**Document text**
---+---
I often wish we had a star trek society where people would work on things that benefitted society in some way, instead of for money. It would have much more meaning because your talents would benefit other people, not corporations.
Someone who likes to draw would just draw and become appriciated for having great art, much like open source works today. Or if you enjoy making beautiful furniture, or robots.
What is destroying us is that we all work for being rewarded by money, not for appriciation from our peers. For me personally, the appriciation i get for working on open source projects is enough to keep me going and being happy with the work.
Some people say that most people would do nothing if they didn’t have to work. I think they would want to do something. Because almost everyone would want to feel they have a purpose besides just existing. That is why we feel empty now at most jobs.
---+---
**Supplied material**
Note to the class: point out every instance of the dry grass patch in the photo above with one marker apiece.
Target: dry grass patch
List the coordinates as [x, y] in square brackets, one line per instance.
---+---
**Task brief**
In the text about a Star Trek society, what does the writer say is enough to stay motivated and happy with the work?

**Exercise result**
The appreciation the writer gets for working on open source projects.